#### [Extracted data]
########
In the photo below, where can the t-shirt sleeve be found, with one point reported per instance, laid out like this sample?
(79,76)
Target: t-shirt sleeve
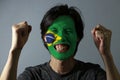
(26,75)
(30,73)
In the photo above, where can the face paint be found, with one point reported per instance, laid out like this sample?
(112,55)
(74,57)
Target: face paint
(62,38)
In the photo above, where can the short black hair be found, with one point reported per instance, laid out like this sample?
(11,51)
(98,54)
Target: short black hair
(61,10)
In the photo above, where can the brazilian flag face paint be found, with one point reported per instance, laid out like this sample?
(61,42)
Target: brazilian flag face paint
(61,38)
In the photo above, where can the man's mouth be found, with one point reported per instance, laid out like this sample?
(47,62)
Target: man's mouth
(61,47)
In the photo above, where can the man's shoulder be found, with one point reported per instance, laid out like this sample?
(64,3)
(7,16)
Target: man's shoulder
(87,65)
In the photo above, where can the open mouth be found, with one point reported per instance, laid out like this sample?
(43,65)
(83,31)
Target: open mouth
(61,47)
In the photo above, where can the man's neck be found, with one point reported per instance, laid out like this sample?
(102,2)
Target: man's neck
(62,66)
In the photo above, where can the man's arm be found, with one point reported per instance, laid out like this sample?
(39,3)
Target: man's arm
(20,34)
(102,39)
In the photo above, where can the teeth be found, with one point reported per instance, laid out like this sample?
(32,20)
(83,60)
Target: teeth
(61,47)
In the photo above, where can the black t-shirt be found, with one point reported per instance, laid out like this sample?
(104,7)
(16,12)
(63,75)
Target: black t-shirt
(81,71)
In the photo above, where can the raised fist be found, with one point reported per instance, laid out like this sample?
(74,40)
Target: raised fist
(20,34)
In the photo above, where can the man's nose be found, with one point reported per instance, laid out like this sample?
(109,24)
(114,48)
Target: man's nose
(62,35)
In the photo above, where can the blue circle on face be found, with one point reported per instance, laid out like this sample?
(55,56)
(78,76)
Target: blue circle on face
(50,38)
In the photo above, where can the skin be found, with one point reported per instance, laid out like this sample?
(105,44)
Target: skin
(20,34)
(64,30)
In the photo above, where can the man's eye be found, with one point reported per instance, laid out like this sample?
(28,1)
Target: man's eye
(54,30)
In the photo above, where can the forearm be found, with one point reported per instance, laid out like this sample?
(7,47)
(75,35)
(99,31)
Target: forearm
(111,70)
(10,70)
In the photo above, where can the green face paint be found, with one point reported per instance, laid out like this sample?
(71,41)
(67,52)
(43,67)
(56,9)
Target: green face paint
(65,35)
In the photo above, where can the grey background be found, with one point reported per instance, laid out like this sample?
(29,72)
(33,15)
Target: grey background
(105,12)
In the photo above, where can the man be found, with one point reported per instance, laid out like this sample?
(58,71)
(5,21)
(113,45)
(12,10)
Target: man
(62,30)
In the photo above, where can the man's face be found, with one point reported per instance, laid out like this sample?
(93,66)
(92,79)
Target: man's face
(61,38)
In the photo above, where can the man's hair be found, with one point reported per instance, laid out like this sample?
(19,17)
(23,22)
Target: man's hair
(61,10)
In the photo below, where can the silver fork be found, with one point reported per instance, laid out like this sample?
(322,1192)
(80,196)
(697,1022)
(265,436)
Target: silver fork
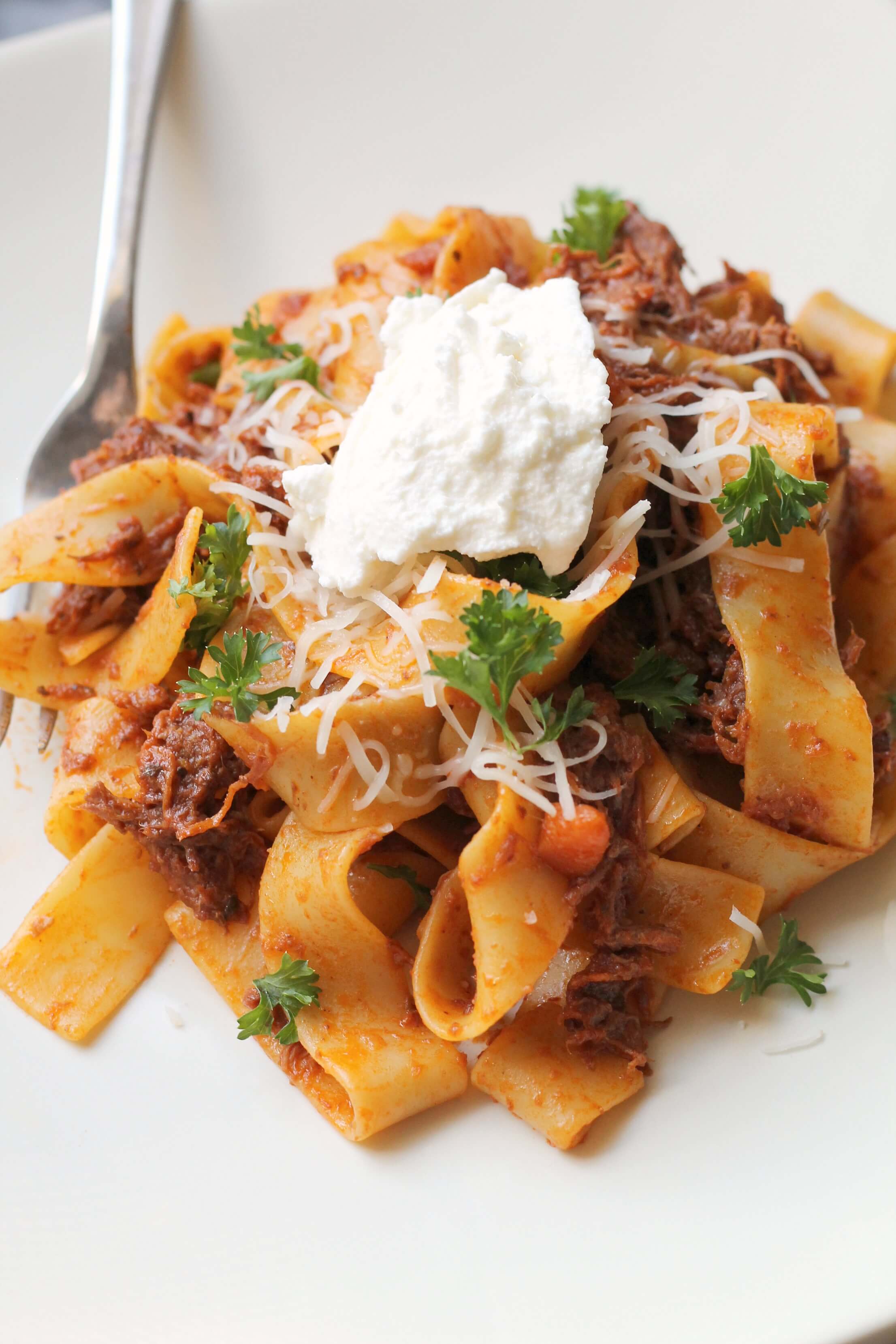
(105,392)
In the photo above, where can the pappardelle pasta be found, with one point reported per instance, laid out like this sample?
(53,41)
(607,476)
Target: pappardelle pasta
(460,655)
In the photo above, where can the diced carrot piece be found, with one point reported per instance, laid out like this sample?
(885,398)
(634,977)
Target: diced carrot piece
(576,847)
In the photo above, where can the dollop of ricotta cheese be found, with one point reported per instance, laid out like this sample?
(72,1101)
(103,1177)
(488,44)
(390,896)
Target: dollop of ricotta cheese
(481,435)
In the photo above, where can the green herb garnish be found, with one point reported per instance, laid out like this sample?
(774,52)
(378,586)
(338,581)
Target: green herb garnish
(292,988)
(239,666)
(525,569)
(782,969)
(403,873)
(593,221)
(508,640)
(555,722)
(254,342)
(262,385)
(207,374)
(768,502)
(661,685)
(218,582)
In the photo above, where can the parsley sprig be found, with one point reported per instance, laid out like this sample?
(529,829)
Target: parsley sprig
(207,374)
(782,969)
(292,987)
(555,722)
(593,221)
(768,502)
(507,642)
(661,685)
(239,666)
(254,342)
(403,873)
(523,569)
(218,582)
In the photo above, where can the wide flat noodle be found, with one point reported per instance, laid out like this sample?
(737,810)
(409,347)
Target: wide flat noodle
(326,791)
(177,352)
(389,901)
(809,753)
(863,350)
(232,959)
(90,940)
(437,256)
(671,810)
(54,544)
(867,601)
(365,1033)
(33,667)
(872,480)
(782,865)
(493,926)
(695,902)
(530,1069)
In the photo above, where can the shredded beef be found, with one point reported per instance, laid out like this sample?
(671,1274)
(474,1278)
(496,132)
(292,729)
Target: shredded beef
########
#### [Exercise requirements]
Each line from the one containing "In the photo above, where can the green herb" to the end of the records should be echoed exactly, and no other line.

#### [Task output]
In the photo above, where can the green herb garnish be found, with one point reported per instance, laid out like this sample?
(774,52)
(378,586)
(338,581)
Target: green herb garnish
(292,988)
(239,666)
(525,569)
(782,969)
(403,873)
(593,221)
(508,640)
(555,722)
(254,342)
(262,385)
(207,374)
(768,502)
(661,685)
(218,582)
In the photo above, where can the parsley sprig be found, with one point reported per instance, laid out like this sample?
(529,829)
Target: parsley sprig
(207,374)
(782,969)
(292,987)
(555,722)
(593,221)
(768,502)
(507,642)
(661,685)
(239,666)
(254,342)
(403,873)
(523,569)
(218,582)
In the photo above, where can the wide flat noodle be found, with one point reported per instance, laid out like this sample?
(737,810)
(409,347)
Target: wide flat noodle
(326,791)
(177,352)
(389,901)
(809,753)
(863,350)
(232,959)
(90,940)
(437,256)
(671,810)
(54,544)
(867,601)
(365,1033)
(33,667)
(872,480)
(782,865)
(493,926)
(695,902)
(530,1069)
In the photo above, where can the shredded beef be found, with one point reported per instance, laid out like this sample?
(671,1274)
(474,1278)
(496,132)
(292,729)
Target: shredded beef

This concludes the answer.